Directions. All of the data is to be written out again exactly, without the pictures.

Extracted records:
Start of Block

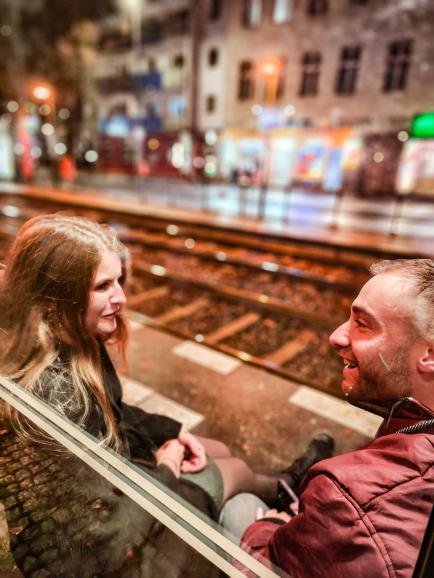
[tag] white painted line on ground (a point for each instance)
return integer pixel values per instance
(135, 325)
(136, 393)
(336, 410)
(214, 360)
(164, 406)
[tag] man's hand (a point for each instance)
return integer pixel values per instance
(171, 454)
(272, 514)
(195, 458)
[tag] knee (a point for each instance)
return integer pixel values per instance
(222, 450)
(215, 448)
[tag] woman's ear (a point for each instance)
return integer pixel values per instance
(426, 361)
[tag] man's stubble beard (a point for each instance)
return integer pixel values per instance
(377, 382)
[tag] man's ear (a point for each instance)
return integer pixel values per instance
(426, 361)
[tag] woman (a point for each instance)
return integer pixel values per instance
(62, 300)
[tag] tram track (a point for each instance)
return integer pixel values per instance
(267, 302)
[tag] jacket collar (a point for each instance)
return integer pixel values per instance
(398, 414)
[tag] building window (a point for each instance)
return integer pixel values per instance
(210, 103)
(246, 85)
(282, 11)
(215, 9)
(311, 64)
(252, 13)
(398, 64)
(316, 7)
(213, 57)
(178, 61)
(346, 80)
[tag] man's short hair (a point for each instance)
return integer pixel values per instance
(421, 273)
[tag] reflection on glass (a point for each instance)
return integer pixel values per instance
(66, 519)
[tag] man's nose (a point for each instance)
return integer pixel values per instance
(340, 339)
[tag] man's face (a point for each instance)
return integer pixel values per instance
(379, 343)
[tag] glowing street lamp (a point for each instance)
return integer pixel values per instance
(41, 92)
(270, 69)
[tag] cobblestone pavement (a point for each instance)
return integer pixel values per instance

End of Block

Output.
[tag] white painted line on ground (a point for each instance)
return integer pixel values per instance
(135, 325)
(136, 393)
(336, 410)
(214, 360)
(164, 406)
[tag] man's hand (a point for each instance)
return integer pixel values per instance
(171, 454)
(272, 514)
(195, 458)
[tag] knee (a point for each instance)
return integer pixel values per instance
(222, 450)
(215, 448)
[tag] woman's ear (a point for each instance)
return integer pixel values per instance
(426, 361)
[tag] man's stubble beard (a point for each instance)
return integer pixel values per instance
(377, 382)
[tag] man's ear (a point for each instance)
return integer pixel values per instance
(426, 361)
[tag] woman (a point for each instance)
return integer pixel values per instance
(62, 300)
[tag] tram track (a point for each instance)
return integer pixel values per instance
(267, 302)
[tag] jacket collar (a point for each instance)
return integer pixel values per instance
(398, 414)
[tag] building window (a point for each instance)
return integer pixel values per instance
(210, 103)
(246, 85)
(282, 11)
(215, 9)
(311, 64)
(252, 13)
(398, 64)
(316, 7)
(213, 57)
(178, 61)
(346, 80)
[tag] man's short hair (a point for each instance)
return integer pixel values per instance
(421, 273)
[tag] reflection on glass (a point for each instance)
return integer pixel values per instance
(66, 519)
[tag] man's nose (a point for each instance)
return integer pixel values per instance
(340, 339)
[tag] man's face (a point for each instance)
return integer pixel values per instance
(379, 343)
[tag] glowing street lamp (a point for each instance)
return integer pixel values per instance
(41, 92)
(270, 69)
[tag] cobblestone pavement (a point for each instance)
return integer pixel values per instance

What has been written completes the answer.